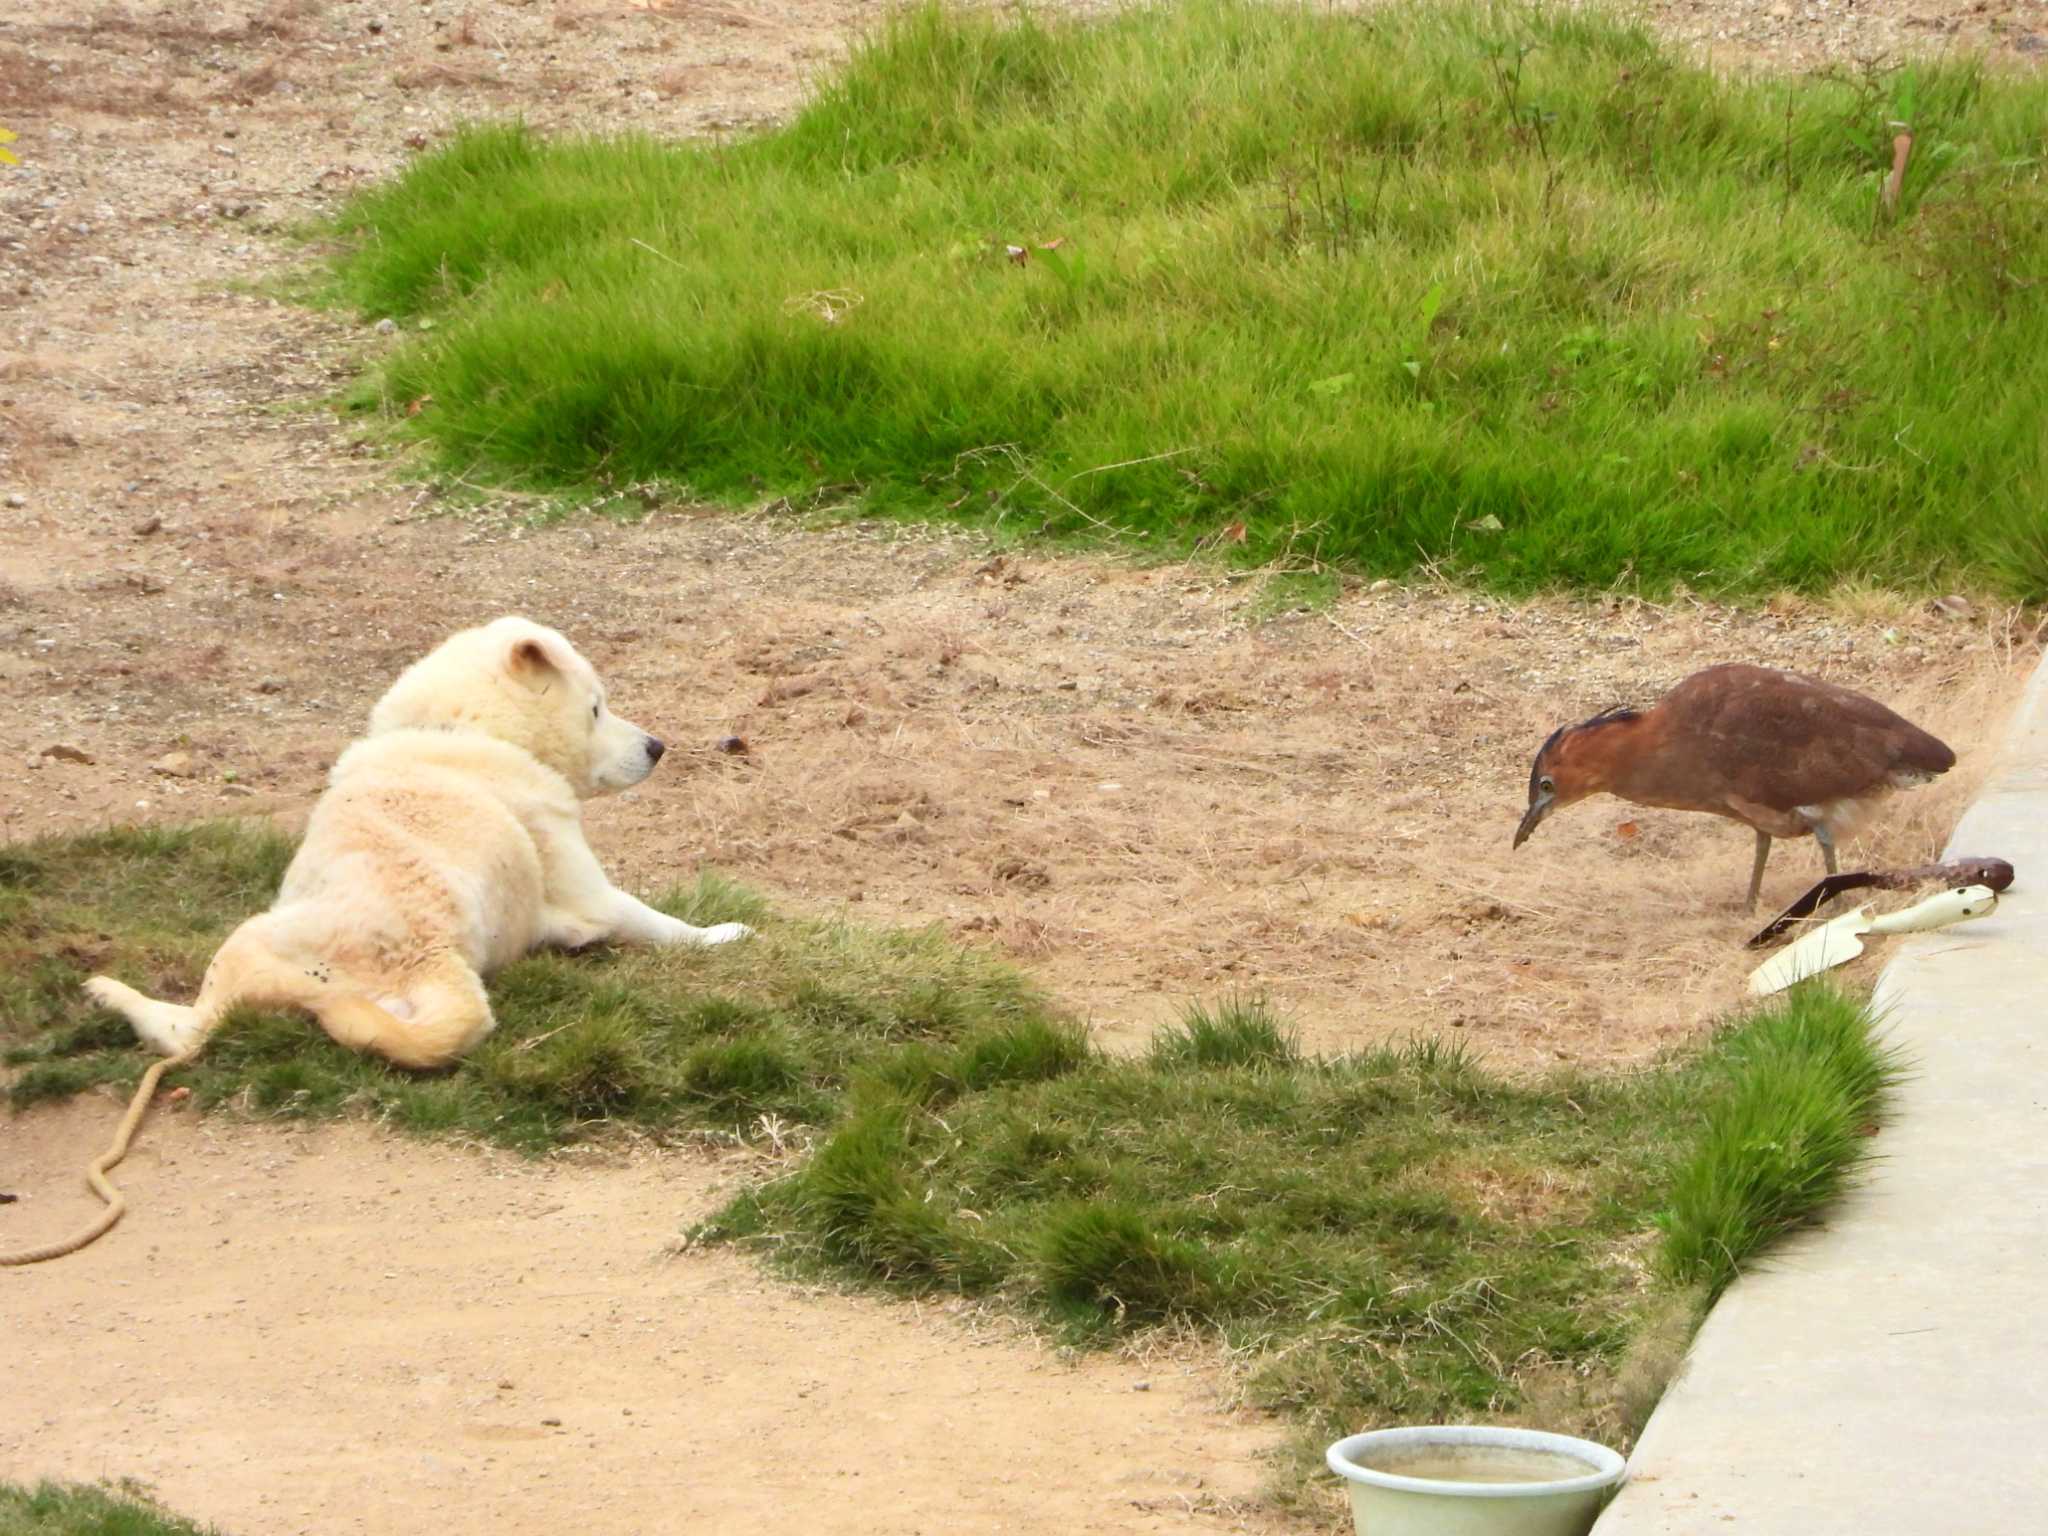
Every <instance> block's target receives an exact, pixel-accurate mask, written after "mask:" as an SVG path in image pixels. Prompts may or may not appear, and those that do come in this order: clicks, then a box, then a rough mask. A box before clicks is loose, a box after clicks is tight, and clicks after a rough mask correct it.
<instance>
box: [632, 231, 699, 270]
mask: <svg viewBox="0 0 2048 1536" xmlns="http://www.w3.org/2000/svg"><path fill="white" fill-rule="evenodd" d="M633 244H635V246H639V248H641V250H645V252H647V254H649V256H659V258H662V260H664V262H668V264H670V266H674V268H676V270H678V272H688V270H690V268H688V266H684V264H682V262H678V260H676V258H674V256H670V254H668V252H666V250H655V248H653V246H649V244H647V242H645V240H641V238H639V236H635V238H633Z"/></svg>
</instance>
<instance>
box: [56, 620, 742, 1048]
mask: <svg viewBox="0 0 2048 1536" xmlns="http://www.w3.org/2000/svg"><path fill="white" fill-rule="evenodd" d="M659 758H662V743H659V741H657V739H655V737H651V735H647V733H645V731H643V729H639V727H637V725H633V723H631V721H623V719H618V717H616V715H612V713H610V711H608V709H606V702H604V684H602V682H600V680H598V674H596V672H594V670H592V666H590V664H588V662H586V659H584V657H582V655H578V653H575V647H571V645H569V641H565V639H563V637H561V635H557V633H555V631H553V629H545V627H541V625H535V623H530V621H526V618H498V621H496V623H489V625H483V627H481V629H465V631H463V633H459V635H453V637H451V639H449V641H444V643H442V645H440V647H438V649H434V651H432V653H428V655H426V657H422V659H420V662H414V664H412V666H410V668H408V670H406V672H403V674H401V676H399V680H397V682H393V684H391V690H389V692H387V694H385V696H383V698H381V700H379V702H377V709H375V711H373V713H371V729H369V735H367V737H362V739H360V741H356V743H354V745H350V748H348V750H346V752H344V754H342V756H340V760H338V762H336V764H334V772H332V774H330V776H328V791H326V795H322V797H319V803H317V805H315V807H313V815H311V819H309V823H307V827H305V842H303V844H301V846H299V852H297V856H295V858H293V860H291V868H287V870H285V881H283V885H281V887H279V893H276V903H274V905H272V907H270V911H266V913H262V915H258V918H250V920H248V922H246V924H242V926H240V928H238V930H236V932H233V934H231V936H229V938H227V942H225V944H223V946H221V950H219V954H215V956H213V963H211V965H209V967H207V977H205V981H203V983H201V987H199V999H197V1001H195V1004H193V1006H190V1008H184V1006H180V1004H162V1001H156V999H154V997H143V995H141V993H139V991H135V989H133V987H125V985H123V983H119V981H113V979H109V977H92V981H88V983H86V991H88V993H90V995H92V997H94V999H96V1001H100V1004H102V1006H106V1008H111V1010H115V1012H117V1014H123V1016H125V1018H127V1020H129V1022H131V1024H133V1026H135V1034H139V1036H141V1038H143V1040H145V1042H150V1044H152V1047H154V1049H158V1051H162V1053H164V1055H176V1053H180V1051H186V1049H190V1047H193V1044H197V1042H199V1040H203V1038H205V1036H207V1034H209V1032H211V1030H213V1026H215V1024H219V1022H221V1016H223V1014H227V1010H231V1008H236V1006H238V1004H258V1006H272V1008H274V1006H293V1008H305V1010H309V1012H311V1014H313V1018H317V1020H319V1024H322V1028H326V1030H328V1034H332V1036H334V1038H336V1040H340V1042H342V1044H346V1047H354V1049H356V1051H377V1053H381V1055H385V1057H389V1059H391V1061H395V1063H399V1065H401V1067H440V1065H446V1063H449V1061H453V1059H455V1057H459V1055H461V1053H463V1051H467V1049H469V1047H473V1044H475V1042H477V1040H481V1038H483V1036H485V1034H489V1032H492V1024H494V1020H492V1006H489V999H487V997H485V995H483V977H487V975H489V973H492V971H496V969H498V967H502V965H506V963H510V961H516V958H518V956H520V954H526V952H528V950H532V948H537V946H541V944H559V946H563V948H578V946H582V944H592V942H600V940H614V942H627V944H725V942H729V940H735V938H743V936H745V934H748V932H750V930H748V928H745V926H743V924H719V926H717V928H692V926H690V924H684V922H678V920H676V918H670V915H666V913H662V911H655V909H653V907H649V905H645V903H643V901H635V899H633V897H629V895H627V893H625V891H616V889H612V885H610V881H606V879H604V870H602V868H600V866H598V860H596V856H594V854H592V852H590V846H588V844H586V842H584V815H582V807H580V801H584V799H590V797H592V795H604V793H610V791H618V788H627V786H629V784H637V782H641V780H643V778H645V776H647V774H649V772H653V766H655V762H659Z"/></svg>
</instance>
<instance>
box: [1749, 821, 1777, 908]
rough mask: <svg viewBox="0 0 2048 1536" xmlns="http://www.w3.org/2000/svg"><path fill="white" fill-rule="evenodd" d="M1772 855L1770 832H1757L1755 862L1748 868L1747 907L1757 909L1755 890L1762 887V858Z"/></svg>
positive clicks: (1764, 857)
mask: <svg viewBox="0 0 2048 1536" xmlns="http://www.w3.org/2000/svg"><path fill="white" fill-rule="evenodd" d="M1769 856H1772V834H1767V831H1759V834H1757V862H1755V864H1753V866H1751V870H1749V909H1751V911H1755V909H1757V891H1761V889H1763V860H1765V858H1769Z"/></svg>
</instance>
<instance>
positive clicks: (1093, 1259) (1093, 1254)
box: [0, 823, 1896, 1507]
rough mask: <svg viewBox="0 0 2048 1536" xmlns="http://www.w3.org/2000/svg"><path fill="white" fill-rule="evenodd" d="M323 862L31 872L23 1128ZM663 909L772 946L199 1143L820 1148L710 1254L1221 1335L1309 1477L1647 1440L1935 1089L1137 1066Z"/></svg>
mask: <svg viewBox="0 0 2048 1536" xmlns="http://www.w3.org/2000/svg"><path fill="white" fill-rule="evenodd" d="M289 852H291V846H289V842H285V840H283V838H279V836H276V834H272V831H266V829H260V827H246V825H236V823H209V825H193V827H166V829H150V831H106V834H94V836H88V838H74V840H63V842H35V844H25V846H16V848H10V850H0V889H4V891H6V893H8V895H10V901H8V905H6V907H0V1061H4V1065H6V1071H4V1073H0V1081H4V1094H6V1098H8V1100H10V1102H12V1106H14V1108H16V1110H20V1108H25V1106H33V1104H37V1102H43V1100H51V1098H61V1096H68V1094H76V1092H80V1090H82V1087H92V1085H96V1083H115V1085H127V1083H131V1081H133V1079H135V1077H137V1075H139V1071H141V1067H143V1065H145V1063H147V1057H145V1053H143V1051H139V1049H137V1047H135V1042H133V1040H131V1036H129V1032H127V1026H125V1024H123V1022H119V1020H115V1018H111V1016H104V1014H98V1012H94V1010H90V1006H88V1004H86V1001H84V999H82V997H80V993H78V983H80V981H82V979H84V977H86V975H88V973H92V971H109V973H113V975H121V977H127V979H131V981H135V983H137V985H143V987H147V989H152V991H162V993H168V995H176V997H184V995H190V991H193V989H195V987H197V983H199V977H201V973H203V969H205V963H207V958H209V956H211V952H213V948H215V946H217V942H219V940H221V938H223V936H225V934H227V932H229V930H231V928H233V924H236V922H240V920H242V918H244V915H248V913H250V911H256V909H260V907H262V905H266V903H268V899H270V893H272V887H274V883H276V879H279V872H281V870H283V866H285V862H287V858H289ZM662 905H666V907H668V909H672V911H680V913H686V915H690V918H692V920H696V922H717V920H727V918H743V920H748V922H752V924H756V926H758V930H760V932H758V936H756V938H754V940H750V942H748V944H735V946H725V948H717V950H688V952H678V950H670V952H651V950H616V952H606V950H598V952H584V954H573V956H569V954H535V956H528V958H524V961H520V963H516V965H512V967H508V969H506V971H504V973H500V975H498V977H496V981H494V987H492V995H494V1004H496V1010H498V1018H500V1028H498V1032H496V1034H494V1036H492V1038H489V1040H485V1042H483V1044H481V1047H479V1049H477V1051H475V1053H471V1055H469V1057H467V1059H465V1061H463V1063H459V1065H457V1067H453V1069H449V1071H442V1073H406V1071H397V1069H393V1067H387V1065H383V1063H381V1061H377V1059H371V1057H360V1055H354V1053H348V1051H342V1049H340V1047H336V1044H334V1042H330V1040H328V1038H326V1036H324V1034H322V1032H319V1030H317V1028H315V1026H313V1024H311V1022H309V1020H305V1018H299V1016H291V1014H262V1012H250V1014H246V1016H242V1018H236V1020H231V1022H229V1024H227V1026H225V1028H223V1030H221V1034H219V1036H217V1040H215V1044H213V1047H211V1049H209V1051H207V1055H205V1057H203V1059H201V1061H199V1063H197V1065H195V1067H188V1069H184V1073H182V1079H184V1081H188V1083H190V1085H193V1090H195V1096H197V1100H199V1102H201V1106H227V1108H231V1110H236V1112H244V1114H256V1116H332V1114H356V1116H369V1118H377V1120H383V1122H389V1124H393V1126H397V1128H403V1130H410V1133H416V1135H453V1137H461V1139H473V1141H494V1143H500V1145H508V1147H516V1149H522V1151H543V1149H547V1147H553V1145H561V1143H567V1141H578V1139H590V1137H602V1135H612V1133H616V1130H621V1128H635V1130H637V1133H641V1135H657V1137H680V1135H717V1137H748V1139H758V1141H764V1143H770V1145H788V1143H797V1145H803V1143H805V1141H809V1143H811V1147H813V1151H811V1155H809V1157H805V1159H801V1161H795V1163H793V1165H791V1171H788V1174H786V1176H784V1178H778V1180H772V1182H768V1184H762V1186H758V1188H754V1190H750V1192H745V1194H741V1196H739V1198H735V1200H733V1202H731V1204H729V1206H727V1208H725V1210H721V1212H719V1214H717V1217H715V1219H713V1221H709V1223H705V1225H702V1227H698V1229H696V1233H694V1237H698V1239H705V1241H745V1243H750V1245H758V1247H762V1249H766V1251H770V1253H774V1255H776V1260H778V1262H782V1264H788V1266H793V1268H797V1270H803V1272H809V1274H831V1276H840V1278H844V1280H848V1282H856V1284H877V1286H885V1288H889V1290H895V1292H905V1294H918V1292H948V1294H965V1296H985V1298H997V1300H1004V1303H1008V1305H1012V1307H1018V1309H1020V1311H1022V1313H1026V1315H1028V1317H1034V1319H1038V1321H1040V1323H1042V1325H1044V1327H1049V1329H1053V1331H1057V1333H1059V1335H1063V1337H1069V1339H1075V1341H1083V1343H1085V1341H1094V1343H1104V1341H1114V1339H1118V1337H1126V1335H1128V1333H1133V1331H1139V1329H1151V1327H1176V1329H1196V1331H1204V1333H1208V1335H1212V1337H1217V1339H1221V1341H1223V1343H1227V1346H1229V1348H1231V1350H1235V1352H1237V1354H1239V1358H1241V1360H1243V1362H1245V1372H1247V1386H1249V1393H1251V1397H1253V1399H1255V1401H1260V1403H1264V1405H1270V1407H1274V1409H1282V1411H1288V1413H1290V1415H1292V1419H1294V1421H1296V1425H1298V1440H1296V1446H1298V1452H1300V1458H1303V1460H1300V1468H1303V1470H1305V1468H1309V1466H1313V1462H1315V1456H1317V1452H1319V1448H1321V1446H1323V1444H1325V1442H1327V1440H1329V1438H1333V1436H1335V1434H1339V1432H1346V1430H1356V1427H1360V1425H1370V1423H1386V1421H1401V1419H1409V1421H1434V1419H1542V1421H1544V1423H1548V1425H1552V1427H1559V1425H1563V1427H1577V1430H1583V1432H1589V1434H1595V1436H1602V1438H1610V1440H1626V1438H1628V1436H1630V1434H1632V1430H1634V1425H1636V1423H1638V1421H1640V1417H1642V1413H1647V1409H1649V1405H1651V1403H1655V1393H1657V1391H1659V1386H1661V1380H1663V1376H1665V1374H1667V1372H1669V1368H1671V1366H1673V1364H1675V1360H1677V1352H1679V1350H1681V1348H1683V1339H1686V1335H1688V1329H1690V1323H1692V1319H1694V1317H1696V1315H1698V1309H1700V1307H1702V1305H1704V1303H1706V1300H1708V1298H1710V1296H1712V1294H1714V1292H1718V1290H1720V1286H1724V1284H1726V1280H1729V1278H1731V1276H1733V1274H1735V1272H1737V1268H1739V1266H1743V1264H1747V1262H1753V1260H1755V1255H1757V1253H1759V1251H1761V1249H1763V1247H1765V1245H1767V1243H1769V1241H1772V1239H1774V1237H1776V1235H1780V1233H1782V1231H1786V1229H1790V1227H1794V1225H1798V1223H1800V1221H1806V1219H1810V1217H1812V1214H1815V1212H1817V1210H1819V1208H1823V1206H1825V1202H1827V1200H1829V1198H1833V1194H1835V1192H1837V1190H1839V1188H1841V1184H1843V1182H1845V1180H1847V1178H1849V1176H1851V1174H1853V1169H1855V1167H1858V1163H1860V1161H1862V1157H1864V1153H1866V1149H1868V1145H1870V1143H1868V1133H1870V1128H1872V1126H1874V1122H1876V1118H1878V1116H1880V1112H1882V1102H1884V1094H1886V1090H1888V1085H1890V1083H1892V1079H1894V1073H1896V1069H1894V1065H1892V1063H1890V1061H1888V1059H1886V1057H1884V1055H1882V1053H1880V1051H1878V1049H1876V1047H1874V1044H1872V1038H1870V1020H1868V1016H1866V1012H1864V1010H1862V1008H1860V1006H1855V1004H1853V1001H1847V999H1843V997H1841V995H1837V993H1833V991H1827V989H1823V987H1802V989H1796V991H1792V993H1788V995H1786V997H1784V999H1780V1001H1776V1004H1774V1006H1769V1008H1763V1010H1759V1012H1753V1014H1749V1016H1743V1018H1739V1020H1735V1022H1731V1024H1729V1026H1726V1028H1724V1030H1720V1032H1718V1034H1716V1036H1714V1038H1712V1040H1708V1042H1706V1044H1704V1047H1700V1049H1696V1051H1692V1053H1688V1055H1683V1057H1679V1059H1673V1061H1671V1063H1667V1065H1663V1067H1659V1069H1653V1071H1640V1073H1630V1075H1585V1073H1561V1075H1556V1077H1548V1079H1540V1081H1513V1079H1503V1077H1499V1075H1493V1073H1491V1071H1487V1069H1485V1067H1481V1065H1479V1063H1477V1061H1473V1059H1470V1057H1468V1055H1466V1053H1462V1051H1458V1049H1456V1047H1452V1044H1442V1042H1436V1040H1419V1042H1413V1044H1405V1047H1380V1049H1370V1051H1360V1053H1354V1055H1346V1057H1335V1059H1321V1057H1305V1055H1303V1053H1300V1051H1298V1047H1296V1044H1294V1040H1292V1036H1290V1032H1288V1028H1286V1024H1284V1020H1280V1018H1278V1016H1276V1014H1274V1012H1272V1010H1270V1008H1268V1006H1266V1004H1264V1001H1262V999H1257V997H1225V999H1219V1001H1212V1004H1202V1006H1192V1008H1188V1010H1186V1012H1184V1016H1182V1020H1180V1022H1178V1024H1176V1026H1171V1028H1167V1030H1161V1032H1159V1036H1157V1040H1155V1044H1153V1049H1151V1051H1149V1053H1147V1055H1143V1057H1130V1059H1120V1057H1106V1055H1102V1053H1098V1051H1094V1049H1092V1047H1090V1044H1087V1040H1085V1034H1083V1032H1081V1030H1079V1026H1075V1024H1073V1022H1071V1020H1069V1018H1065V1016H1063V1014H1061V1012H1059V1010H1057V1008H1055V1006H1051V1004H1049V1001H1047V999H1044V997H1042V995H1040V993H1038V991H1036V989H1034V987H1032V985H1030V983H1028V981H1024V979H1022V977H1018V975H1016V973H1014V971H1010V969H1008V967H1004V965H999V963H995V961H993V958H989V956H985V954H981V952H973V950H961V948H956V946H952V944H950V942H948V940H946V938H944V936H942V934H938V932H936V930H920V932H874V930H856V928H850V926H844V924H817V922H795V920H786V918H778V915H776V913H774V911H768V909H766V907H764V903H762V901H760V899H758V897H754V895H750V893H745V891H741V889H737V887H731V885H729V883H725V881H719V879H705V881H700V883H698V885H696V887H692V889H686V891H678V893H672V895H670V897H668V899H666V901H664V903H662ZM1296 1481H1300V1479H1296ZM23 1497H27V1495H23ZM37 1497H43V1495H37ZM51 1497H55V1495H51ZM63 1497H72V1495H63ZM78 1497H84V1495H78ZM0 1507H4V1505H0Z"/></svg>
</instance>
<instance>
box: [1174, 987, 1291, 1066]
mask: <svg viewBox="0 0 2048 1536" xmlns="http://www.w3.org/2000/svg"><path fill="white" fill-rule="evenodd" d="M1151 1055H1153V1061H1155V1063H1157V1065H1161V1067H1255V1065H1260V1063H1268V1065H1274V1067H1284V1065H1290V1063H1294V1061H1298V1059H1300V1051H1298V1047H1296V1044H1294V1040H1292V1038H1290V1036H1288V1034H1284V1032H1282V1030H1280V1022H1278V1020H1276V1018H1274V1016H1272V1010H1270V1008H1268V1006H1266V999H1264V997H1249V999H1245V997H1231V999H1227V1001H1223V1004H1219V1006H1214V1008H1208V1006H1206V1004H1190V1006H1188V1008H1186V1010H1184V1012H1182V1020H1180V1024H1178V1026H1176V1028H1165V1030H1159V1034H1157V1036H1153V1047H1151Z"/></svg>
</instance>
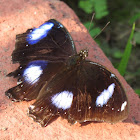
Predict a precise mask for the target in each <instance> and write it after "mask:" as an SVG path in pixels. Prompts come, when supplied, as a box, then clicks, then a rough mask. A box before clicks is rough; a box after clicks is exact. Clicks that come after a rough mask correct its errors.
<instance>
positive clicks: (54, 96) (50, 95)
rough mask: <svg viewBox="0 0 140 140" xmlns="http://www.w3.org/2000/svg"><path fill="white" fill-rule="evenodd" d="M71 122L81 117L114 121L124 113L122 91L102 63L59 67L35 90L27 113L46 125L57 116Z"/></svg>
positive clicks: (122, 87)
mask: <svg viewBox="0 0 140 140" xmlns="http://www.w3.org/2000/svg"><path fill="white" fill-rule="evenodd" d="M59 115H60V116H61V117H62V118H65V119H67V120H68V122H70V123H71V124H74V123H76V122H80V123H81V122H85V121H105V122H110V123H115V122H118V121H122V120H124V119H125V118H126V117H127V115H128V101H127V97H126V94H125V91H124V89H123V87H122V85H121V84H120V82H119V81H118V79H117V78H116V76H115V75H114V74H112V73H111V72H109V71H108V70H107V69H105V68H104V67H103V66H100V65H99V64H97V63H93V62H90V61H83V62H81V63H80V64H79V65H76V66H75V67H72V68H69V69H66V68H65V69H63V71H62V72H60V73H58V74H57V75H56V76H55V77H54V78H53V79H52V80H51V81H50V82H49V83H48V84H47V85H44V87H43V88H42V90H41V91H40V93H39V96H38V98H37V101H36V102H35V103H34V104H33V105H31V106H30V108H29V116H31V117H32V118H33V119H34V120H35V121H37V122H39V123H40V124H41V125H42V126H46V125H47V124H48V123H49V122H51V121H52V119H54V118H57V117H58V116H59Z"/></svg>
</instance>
● ● ● ● ● ● ●
- [What needs to be done]: Could you pull out the lines of the records between the line containing "Predict a precise" and the line containing "positive clicks: (54, 96) (50, 95)", inclusive, and reproduce them verbatim?

- [Task response]:
Predict a precise mask for the target in each <instance> and write it after "mask:" as an SVG path in pixels. Prompts come, when supplied, as a box, then clicks, then a rough mask. A box before clicks is rough; a box after clicks is exact. Clicks that come after a rough mask correct its errors.
<instance>
positive clicks: (54, 96) (50, 95)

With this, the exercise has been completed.